AIM OF THE EXERCISE:
Copy the material below word for word, from its beginning up to and including the line that contains "column 359, row 125". Leave the pictures out of your answer.
▬▬▬▬▬▬▬▬▬▬
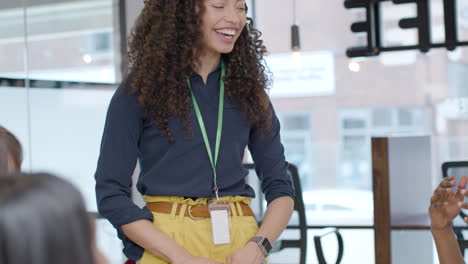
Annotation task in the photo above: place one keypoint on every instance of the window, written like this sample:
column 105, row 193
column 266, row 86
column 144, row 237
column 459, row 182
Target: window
column 296, row 136
column 359, row 125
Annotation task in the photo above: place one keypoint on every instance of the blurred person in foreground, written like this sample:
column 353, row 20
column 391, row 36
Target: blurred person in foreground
column 11, row 153
column 43, row 220
column 445, row 206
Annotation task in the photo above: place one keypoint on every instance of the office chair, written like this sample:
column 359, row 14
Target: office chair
column 301, row 243
column 458, row 230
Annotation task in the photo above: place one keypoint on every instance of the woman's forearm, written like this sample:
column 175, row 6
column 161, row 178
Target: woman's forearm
column 276, row 218
column 147, row 236
column 447, row 246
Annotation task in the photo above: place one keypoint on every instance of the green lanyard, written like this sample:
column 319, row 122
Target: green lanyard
column 220, row 126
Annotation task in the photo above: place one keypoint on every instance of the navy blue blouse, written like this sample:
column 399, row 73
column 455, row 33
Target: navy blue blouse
column 181, row 168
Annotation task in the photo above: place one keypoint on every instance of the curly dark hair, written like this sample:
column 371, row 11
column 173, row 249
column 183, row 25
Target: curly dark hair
column 163, row 51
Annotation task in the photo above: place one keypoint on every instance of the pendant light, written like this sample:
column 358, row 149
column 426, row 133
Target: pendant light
column 295, row 39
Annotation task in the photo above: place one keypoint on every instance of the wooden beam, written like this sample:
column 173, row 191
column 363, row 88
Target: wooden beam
column 381, row 190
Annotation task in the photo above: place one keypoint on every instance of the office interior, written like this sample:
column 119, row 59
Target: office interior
column 62, row 60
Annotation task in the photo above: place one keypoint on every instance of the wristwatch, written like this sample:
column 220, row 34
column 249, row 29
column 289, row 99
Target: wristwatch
column 263, row 244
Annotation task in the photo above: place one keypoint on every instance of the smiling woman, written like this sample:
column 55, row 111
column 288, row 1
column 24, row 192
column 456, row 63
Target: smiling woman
column 185, row 56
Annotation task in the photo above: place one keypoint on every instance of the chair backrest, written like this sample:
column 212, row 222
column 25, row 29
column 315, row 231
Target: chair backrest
column 300, row 243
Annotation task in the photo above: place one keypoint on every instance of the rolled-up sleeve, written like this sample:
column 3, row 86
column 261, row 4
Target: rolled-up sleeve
column 117, row 161
column 270, row 163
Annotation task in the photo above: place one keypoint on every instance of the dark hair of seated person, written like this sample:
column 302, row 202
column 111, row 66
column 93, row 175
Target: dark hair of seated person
column 43, row 220
column 11, row 154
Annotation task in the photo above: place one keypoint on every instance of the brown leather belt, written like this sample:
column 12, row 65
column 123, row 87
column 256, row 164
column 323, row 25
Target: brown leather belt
column 194, row 211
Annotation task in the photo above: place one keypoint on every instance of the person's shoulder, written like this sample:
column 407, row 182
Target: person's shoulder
column 125, row 97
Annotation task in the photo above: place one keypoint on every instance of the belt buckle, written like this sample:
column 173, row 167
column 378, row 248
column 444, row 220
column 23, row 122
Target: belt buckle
column 189, row 209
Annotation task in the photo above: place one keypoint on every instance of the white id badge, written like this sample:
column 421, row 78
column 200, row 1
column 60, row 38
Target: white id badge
column 220, row 222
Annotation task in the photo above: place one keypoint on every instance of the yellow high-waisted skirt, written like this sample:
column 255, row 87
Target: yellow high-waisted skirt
column 196, row 235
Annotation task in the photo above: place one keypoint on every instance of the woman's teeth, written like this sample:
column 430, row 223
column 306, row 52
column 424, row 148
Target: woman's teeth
column 226, row 32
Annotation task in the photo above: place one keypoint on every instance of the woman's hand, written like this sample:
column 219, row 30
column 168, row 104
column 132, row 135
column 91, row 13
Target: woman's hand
column 250, row 254
column 446, row 205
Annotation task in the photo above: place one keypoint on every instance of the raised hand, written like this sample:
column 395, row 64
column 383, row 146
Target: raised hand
column 445, row 204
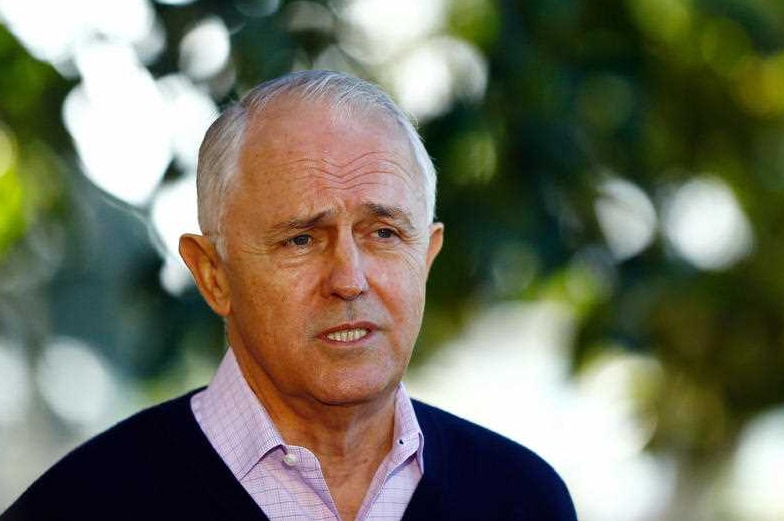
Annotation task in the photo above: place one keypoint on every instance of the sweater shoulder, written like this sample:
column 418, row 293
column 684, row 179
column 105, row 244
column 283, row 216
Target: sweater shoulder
column 147, row 462
column 475, row 462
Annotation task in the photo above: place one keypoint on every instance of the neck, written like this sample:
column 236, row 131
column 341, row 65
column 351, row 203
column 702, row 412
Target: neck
column 349, row 440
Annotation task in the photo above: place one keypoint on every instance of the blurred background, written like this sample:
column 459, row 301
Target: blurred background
column 611, row 179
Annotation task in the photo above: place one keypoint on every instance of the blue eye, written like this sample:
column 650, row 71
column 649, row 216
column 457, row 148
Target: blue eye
column 300, row 240
column 385, row 233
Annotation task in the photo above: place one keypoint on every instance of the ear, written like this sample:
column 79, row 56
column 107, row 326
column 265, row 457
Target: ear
column 436, row 241
column 208, row 271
▬▬▬▬▬▬▬▬▬▬
SOLVED EXERCISE:
Annotation task in the photo above: place one keypoint on every instance of the window, written like this sample:
column 105, row 193
column 266, row 86
column 144, row 237
column 459, row 182
Target: window
column 296, row 136
column 359, row 125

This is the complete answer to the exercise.